→ PAGE
* * * * * * *
I'm reviving my blog, and currently plan to explicitly ask:
1. May we retrieve common libraries from third party CDNs? Doing so helps support this site by saving on our bandwidth costs, but may expose information about you to those third parties.
2. This site allows commenting through Disqus. We have no control over what Disqus does with your data, and so your information may be exposed to Disqus and any third parties they communicate with. Would you like to enable comments?
3. (Similar for tracking, if I decide to do something other than log parsing.)
Default 'no' to all, and I still need to find a way to ask the questions in a way that doesn't disrupt simply viewing a blog post that someone linked. Perhaps if someone returns, I'll prompt then.
Just code your site to do something sane with 3rd-party content blocked. E.g. handle load errors with fallbacks.
That way people with µMatrix or similar blockers can use the control tools they have instead of needing to do something site-specific.
Also, such decisions can't be remembered if cookies/localstorage are disabled. So prompting over and over again could also be annoying.
> 1. May we retrieve common libraries from third party CDNs? Doing so helps support this site by saving on our bandwidth costs, but may expose information about you to those third parties.
In an ideal world browsers would never send a cache-refresh request for resources tagged with SRI[0] because the hashes would guarantee that the content is 100% stable. Alas, it has non-trivial privacy implications, so they don't do that.
Maybe it could be implemented as a privacy addon with a whitelist for CDN domains, but then sites would still have to adopt SRI for that addon to do its work. Or maybe an addon that injects cache-control: immutable[1] to CDN could work too, but that's limited to https.
1. All local. Unless you don't want and a 100-200kb JS file is too much of a strain on your server bandwidth. Or are you serving 15Mb of JS files?
* * * * * * *
→ INSTRUCTION 1
Return, unchanged, the records starting with the line containing "Reviewer note: confirm that each instance of the woman's" and going on through the last line of the records.
The records are unrelated to the thread.
* * * * * * *
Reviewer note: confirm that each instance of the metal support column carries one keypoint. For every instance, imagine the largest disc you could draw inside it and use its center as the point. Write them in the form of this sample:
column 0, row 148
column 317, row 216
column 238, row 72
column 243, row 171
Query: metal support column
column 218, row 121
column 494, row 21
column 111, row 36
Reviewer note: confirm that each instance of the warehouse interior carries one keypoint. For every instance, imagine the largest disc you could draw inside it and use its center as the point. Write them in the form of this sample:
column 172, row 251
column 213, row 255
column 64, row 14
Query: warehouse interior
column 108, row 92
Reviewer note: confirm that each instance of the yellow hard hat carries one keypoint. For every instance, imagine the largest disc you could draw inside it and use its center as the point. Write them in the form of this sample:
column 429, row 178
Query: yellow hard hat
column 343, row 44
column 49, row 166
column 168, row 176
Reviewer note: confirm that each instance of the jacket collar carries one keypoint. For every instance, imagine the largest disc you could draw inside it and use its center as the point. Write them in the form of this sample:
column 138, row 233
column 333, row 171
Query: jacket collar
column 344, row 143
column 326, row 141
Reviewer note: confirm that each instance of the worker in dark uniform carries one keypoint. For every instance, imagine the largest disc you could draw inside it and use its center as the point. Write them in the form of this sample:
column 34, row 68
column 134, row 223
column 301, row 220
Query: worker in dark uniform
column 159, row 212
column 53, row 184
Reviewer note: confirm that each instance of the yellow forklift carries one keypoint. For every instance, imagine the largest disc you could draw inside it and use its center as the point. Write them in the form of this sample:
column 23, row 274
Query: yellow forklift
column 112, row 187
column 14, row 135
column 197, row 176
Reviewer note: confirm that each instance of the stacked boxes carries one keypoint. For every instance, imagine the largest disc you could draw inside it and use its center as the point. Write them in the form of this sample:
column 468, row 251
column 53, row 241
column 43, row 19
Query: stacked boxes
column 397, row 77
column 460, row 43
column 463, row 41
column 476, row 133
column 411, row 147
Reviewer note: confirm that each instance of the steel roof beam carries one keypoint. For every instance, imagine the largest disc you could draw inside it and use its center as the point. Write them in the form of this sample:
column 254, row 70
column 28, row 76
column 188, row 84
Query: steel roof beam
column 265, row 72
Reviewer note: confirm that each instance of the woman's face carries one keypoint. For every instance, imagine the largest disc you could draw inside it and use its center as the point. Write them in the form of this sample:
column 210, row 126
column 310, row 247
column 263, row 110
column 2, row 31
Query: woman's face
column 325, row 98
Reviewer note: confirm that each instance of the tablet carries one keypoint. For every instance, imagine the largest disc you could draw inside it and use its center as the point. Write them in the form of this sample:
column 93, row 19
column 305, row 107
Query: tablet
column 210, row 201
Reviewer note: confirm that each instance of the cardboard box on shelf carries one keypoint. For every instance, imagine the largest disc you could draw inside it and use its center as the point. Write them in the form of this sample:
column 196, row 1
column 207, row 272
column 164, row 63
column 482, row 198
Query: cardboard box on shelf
* * * * * * *
→ INSTRUCTION 2
In the thread, what does the blog owner plan to ask visitors' permission for?

→ EXERCISE RESULT 1
Reviewer note: confirm that each instance of the woman's face carries one keypoint. For every instance, imagine the largest disc you could draw inside it and use its center as the point. Write them in the form of this sample:
column 210, row 126
column 310, row 247
column 263, row 110
column 2, row 31
Query: woman's face
column 325, row 98
Reviewer note: confirm that each instance of the tablet carries one keypoint. For every instance, imagine the largest disc you could draw inside it and use its center as the point. Write them in the form of this sample:
column 93, row 19
column 305, row 107
Query: tablet
column 210, row 201
Reviewer note: confirm that each instance of the cardboard box on shelf carries one keypoint. For every instance, imagine the largest disc you could draw inside it and use its center as the point. Write them in the form of this sample:
column 196, row 1
column 207, row 272
column 164, row 63
column 482, row 198
Query: cardboard box on shelf

→ EXERCISE RESULT 2
- Retrieving common libraries from third-party CDNs
- Enabling comments through Disqus
- Tracking, if something other than log parsing is used